• _What is being asked_:
Transcribe the whole listing precisely, leaving nothing out.

• _Materials provided_:
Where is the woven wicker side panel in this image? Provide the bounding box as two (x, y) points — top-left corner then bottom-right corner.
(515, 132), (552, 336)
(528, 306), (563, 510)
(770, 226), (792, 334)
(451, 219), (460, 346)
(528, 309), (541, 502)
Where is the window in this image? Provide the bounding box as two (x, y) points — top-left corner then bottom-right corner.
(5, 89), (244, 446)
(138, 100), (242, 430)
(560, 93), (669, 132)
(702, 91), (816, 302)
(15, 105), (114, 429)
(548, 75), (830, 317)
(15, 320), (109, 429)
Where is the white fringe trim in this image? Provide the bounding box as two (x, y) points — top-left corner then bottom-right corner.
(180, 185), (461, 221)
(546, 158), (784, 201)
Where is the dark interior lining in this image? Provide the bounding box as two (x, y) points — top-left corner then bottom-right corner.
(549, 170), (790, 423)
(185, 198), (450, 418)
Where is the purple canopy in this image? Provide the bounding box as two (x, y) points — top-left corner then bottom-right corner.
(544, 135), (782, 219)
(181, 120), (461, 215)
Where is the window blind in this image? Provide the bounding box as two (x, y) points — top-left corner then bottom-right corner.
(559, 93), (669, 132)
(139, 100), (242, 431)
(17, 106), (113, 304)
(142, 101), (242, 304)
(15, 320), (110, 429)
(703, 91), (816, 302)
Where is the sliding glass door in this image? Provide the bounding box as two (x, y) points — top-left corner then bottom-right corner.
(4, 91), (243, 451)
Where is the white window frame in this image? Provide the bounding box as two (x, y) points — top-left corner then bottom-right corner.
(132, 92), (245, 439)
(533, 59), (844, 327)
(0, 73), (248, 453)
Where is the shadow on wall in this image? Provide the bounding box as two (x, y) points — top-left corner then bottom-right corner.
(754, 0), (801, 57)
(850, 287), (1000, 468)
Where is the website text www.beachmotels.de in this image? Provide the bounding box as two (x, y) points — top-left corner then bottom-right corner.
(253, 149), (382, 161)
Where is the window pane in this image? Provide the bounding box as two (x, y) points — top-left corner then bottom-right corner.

• _Result of the task_:
Where is the woven wicker side panel in this image? Provide the bounding box as two (x, y) points — top-left corner then bottom-right corner.
(515, 132), (552, 336)
(528, 306), (563, 510)
(770, 226), (792, 334)
(451, 219), (460, 346)
(528, 309), (541, 502)
Where is the window in this image? Provide the bounding box as two (x, y) points — top-left corner then bottom-right corner.
(5, 89), (244, 446)
(138, 100), (242, 430)
(560, 93), (669, 132)
(702, 91), (816, 302)
(15, 105), (114, 429)
(548, 75), (830, 317)
(15, 320), (109, 429)
Where is the white fringe trim in this image? Provide the bounding box as two (x, y) points — top-left corner then bottom-right corner.
(180, 185), (461, 221)
(546, 158), (784, 201)
Where is the dark interior lining in this image? Provide the bounding box as two (x, y) points — top-left corner then bottom-right corner.
(549, 170), (790, 423)
(185, 198), (450, 418)
Where is the purple canopy in this image? Provide the bounding box as two (x, y) points — top-left corner then bottom-right corner.
(544, 135), (782, 219)
(181, 120), (461, 215)
Where is the window blind in this image? Provide the bounding box as two (x, y) points — top-left corner then bottom-right corner.
(559, 93), (669, 132)
(139, 100), (242, 431)
(17, 106), (113, 304)
(142, 101), (242, 304)
(15, 320), (110, 429)
(703, 91), (816, 302)
Where is the sliding glass door in this image? Provide the bounding box as two (x, y) points — top-left corner then bottom-right corner.
(4, 91), (243, 451)
Where is the white window frame in this image? Provide the bounding box as two (x, y) points — top-left corner then bottom-right corner.
(132, 92), (245, 439)
(533, 59), (844, 327)
(0, 73), (248, 453)
Where is the shadow on wall in this image? Provide the bounding box as two (x, y) points — top-left corner then bottom-right corner.
(754, 0), (801, 57)
(850, 287), (1000, 468)
Where is the website text www.beachmotels.de in this image? Provide the bounding box as two (x, y) points — top-left corner then bottom-right corner.
(253, 149), (382, 161)
Where is the window pane in this image? Provide the bounding box as two (x, y) points — top-left corner then bottom-right corner.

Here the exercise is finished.